Texte extrait |
+-------+

Correspondance de Voltaire/1765/Lettre 6123


6123. — À CATHERINE II,
impératrice de russie.

L’abeille est utile sans doute,
On la chérit, on la redoute,
Aux mortels elle fait du bien,
Son miel nourrit, sa cire éclaire ;
Mais, quand elle a le don de plaire,
Ce superflu ne gâte rien.

Minerve, propice à la terre,
Instruisit les grossiers humains,
Planta l’olivier de ses mains,
Et battit le dieu de la guerre.
Cependant elle disputa
La pomme due à la plus belle ;
Quelque temps Pâris hésita,
Mais Achille eût été pour elle.


Madame, que Votre Majesté impériale pardonne à ces mauvais vers ; la reconnaissance n’est pas toujours éloquente : si votre devise est une abeille[1], vous avez une terrible ruche ; c’est la plus grande qui soit au monde ; vous remplissez la terre de votre nom et de vos bienfaits. Les plus précieux pour moi sont les médailles qui vous représentent. Les traits de Votre Majesté me rappellent ceux de la princesse votre mère[2].

+-------+

Données sources |
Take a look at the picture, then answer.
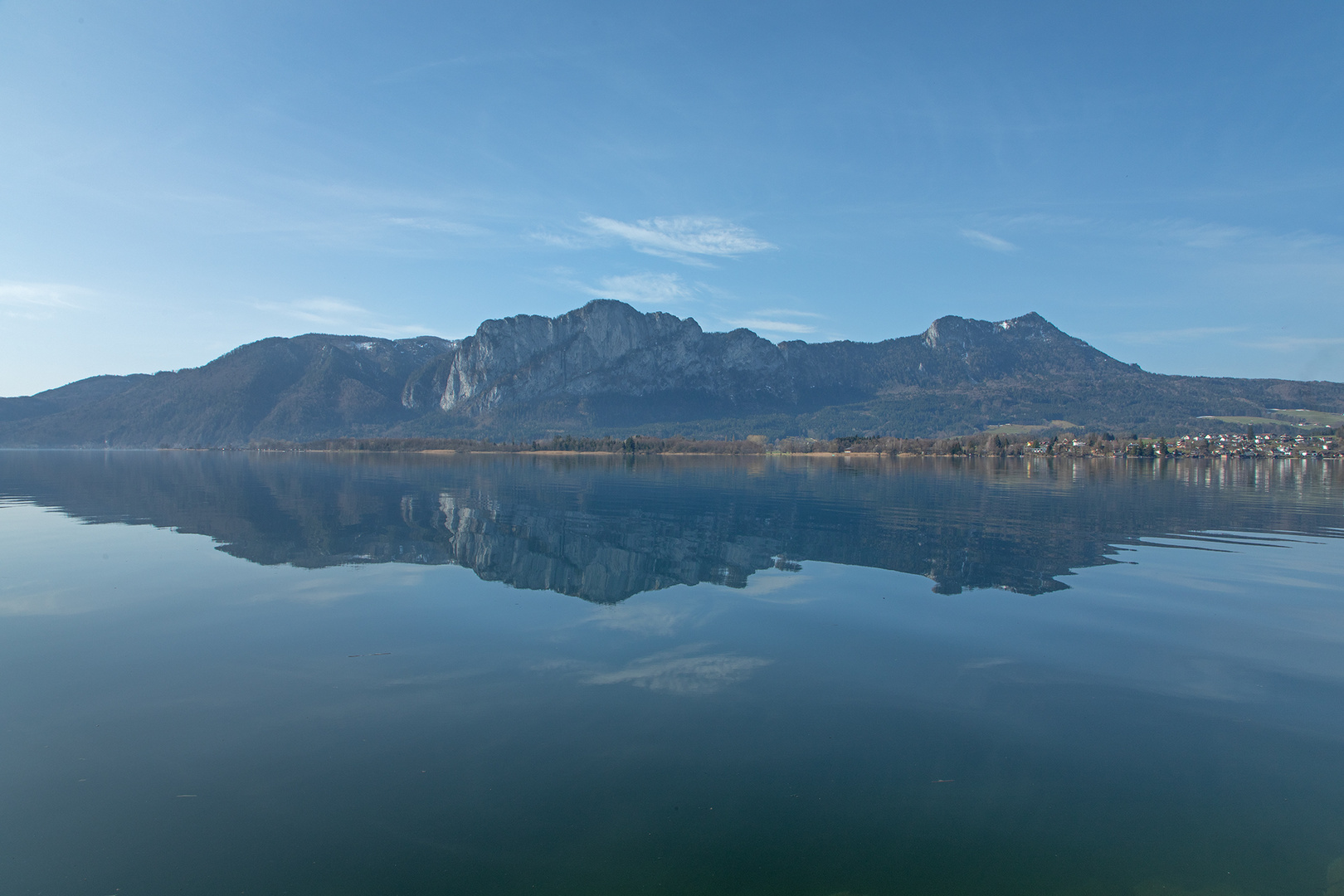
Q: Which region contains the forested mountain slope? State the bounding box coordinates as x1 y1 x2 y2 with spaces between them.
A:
0 299 1344 447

+-------+

Tâches à réaliser |
A. D'après la lettre à Catherine II, quels bienfaits de l'impératrice sont les plus précieux pour celui qui écrit ?
B. Recopiez le passage de la lettre à Catherine II qui va de « Madame, que Votre » jusqu'à « princesse votre mère[2]. » inclus.

Réponses par tâche |
A. Les médailles qui représentent l'impératrice.

B.
Madame, que Votre Majesté impériale pardonne à ces mauvais vers ; la reconnaissance n’est pas toujours éloquente : si votre devise est une abeille[1], vous avez une terrible ruche ; c’est la plus grande qui soit au monde ; vous remplissez la terre de votre nom et de vos bienfaits. Les plus précieux pour moi sont les médailles qui vous représentent. Les traits de Votre Majesté me rappellent ceux de la princesse votre mère[2].